FIG. 4 is a plan view of an expanded module in which cases, such as a case shown in FIG. 1, are arranged in a row direction and a transverse direction;

FIGS. 5A and 5B are, respectively, a perspective view of a busbar shown in FIG. 1 and a perspective view illustrating an expanded structure in which busbars, such as the busbars shown in FIG. 1, are arranged in the row direction;

FIGS. 6A and 6B are, respectively, a perspective view illustrating connection bars shown in FIG. 1 and a perspective view illustrating an expanded structure in which connection bars, such as the connection bars shown in FIG. 1, are arranged in the transverse direction;

FIG. 7 is a plan view illustrating an expanded module in which battery packs, such as the battery pack shown in FIG. 1, are arranged in the row direction and the transverse direction.

FIG. 8 is an exploded perspective view illustrating a battery pack according to another embodiment;

FIG. 9 is a plan view illustrating the battery pack shown in FIG. 8;

FIG. 10 is a view illustrating an expanded module in which battery packs such, as the battery pack shown in FIG. 9, are arranged in the row direction and the transverse direction; and

FIG. 11 is a perspective view illustrating a portion of a battery pack according to another embodiment.

DETAILED DESCRIPTION

Reference will now be made in detail to embodiments, examples of which are illustrated in the accompanying drawings, wherein like reference numerals refer to like elements throughout. In this regard, the present embodiments may have different forms and should not be construed as being limited to the descriptions set forth herein. Accordingly, embodiments are merely described below, by referring to the figures, to explain aspects of the present description. In the figures, dimensions of the various elements, layers, etc. may be exaggerated for clarity of illustration.

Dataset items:

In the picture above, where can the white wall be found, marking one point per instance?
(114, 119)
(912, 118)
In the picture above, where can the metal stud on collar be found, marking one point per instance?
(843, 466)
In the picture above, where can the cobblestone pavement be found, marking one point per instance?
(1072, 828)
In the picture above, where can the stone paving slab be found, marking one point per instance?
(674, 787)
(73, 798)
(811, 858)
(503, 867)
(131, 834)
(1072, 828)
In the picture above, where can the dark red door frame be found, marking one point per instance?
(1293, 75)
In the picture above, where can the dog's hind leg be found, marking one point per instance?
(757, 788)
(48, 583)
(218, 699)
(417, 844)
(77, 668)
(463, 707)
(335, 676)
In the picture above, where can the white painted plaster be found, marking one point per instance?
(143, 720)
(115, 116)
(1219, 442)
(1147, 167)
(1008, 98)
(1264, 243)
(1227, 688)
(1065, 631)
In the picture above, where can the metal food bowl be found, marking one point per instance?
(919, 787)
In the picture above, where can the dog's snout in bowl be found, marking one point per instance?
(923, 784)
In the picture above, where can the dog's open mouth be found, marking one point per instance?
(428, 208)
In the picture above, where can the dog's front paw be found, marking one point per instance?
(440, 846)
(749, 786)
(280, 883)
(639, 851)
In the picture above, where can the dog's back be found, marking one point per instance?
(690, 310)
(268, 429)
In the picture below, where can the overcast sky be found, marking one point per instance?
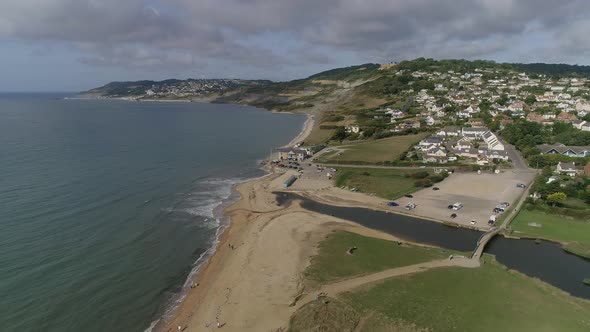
(73, 45)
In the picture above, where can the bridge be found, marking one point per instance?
(487, 236)
(483, 241)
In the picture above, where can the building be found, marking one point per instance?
(291, 154)
(493, 142)
(571, 151)
(578, 124)
(353, 129)
(566, 168)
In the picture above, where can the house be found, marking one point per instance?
(473, 132)
(538, 118)
(578, 124)
(429, 121)
(475, 122)
(566, 168)
(395, 114)
(468, 112)
(502, 155)
(353, 129)
(492, 141)
(517, 106)
(566, 117)
(428, 142)
(291, 154)
(571, 151)
(449, 131)
(436, 151)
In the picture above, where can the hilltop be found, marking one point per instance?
(349, 96)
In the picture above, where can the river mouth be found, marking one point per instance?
(539, 259)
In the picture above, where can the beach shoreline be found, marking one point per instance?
(212, 255)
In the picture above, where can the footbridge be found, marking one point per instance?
(483, 241)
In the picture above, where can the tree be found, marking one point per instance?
(556, 198)
(339, 134)
(530, 99)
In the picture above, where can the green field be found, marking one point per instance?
(574, 234)
(490, 298)
(373, 255)
(319, 136)
(374, 152)
(385, 183)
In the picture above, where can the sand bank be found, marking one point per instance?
(255, 275)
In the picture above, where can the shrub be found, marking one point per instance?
(420, 175)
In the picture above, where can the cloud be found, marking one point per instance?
(304, 33)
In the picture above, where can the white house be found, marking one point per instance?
(493, 141)
(566, 168)
(578, 124)
(353, 129)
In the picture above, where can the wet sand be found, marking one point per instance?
(252, 280)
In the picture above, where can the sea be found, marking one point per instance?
(108, 207)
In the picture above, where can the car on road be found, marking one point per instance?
(457, 206)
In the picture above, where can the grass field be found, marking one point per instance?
(378, 151)
(319, 136)
(373, 255)
(573, 234)
(490, 298)
(385, 183)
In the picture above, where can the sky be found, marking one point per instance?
(75, 45)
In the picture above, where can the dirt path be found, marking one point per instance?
(349, 284)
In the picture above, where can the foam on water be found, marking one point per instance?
(207, 201)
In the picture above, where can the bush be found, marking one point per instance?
(437, 178)
(420, 175)
(423, 183)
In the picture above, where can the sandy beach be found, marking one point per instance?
(254, 277)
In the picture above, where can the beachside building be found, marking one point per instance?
(566, 168)
(566, 150)
(353, 129)
(291, 154)
(492, 141)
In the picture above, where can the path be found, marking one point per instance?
(346, 285)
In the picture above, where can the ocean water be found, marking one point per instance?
(107, 206)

Problems to solve =
- a) In the patent excerpt, what kind of view is FIG. 8?
- b) Rewrite the part of the patent excerpt that opens with "FIG. 4 is a" and closes with "the transverse direction.", changing "transverse direction" to "column direction" throughout.
Use only the patent excerpt for these.

Responses to the exercise =
- a) An exploded perspective view illustrating a battery pack according to another embodiment.

- b)
FIG. 4 is a plan view of an expanded module in which cases, such as a case shown in FIG. 1, are arranged in a row direction and a column direction;

FIGS. 5A and 5B are, respectively, a perspective view of a busbar shown in FIG. 1 and a perspective view illustrating an expanded structure in which busbars, such as the busbars shown in FIG. 1, are arranged in the row direction;

FIGS. 6A and 6B are, respectively, a perspective view illustrating connection bars shown in FIG. 1 and a perspective view illustrating an expanded structure in which connection bars, such as the connection bars shown in FIG. 1, are arranged in the column direction;

FIG. 7 is a plan view illustrating an expanded module in which battery packs, such as the battery pack shown in FIG. 1, are arranged in the row direction and the column direction.